*Work to be completed:*
Reproduce the listing below verbatim.

*Records:*
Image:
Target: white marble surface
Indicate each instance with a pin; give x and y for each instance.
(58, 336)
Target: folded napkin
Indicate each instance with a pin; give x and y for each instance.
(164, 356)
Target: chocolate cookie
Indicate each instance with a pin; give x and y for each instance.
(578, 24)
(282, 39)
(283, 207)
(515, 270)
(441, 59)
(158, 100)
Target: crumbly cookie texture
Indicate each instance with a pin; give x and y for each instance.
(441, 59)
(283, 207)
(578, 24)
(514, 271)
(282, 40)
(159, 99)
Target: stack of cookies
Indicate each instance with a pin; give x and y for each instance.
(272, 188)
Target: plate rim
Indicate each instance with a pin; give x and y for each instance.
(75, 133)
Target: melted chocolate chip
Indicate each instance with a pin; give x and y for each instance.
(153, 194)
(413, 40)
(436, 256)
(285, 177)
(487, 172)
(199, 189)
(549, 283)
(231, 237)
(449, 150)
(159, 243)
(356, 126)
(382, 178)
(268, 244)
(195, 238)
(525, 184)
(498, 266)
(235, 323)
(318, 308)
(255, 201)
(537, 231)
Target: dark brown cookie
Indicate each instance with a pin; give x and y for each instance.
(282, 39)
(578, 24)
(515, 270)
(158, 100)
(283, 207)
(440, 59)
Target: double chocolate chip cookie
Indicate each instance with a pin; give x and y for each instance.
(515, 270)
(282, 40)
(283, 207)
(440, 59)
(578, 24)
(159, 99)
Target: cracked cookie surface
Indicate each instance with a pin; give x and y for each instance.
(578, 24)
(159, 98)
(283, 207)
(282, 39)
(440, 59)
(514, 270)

*Response below:*
Image:
Target: white marble surface
Indicate each instance with a pin; give x and y for each instance.
(58, 336)
Target: folded napkin
Indicate each instance with a pin; give x and y for each instance.
(164, 356)
Target: chocolate cookie
Indicate each instance with a pin; give x and y for each instance.
(578, 24)
(282, 39)
(283, 207)
(515, 270)
(441, 59)
(158, 100)
Target: crumbly cookie texture
Indicate each instance with a pin; give x and y for each instance.
(441, 59)
(283, 207)
(578, 24)
(514, 271)
(282, 40)
(159, 99)
Target: stack of cookies
Indicate each instance with a pin; give x and y for each instance.
(272, 188)
Target: plate rim
Indicate each instance with a pin; give x and y for each instance.
(75, 133)
Target: melted chocolate chip
Indicate each instance with a pin; give x and y for each instance.
(153, 194)
(413, 40)
(436, 256)
(285, 177)
(487, 172)
(199, 189)
(549, 283)
(231, 237)
(449, 150)
(159, 243)
(356, 126)
(382, 178)
(268, 244)
(195, 238)
(525, 184)
(498, 266)
(235, 323)
(318, 308)
(255, 201)
(537, 231)
Target: dark brown cookie
Indicate each instance with a pin; give x and y for each instance.
(282, 39)
(578, 24)
(515, 270)
(158, 100)
(283, 207)
(440, 59)
Target: double chocolate chip cookie
Indicate each instance with a pin; give x and y for each instance.
(515, 270)
(282, 40)
(283, 207)
(440, 59)
(578, 24)
(159, 99)
Target: cracked cookie surface
Indicate each instance with a pin; give x and y for each instance.
(578, 24)
(159, 98)
(283, 207)
(282, 39)
(440, 59)
(514, 270)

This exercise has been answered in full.